» What needs to be done: From the entries that follow, list every line in which the string "decorative" appears.

» Data records:
-- Opening Marker --

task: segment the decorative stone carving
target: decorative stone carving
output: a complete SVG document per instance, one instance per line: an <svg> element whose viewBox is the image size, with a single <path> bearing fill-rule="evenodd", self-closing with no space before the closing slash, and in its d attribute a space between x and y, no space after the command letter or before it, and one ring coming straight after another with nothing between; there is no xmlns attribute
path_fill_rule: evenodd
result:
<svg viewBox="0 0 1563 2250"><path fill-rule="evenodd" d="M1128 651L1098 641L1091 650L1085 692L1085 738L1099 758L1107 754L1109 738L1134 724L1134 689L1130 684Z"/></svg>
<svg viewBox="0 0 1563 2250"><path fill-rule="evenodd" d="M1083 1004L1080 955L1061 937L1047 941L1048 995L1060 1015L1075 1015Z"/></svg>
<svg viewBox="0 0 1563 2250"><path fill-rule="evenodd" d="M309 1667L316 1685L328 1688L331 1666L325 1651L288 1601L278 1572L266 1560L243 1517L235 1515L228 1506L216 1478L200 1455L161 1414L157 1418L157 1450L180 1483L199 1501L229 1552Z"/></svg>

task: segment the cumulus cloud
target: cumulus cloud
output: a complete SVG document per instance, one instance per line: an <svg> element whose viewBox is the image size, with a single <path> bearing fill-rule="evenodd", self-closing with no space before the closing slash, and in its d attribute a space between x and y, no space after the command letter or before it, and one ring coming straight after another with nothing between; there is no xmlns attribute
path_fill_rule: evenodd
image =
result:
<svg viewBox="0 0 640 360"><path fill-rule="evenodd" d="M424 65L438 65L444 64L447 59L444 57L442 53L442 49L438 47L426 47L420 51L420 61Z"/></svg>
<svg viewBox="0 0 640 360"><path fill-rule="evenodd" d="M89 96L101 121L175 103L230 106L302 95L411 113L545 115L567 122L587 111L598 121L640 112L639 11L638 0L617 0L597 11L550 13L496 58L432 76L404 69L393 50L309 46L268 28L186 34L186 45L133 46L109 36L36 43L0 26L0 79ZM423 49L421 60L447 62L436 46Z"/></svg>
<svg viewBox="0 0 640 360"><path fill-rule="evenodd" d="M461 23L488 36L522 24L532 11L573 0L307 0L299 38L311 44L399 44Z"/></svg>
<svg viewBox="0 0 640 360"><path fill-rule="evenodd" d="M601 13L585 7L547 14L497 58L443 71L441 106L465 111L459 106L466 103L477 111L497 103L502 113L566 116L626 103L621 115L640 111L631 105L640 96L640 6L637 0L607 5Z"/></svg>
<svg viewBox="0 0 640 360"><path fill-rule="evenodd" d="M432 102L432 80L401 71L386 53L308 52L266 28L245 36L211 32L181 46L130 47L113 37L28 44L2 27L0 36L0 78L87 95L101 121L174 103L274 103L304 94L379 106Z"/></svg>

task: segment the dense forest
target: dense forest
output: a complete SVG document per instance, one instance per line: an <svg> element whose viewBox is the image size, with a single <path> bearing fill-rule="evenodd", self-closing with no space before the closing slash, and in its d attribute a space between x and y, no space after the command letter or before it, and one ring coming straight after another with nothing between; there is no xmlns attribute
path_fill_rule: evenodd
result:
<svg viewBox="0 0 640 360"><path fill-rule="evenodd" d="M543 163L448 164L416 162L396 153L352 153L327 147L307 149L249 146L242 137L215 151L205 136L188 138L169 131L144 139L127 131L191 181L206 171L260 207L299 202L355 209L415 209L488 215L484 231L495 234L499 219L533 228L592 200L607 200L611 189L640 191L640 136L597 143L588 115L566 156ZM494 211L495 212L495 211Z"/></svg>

-- Closing Marker --

» Answer area:
task: segment the decorative stone carving
target: decorative stone carving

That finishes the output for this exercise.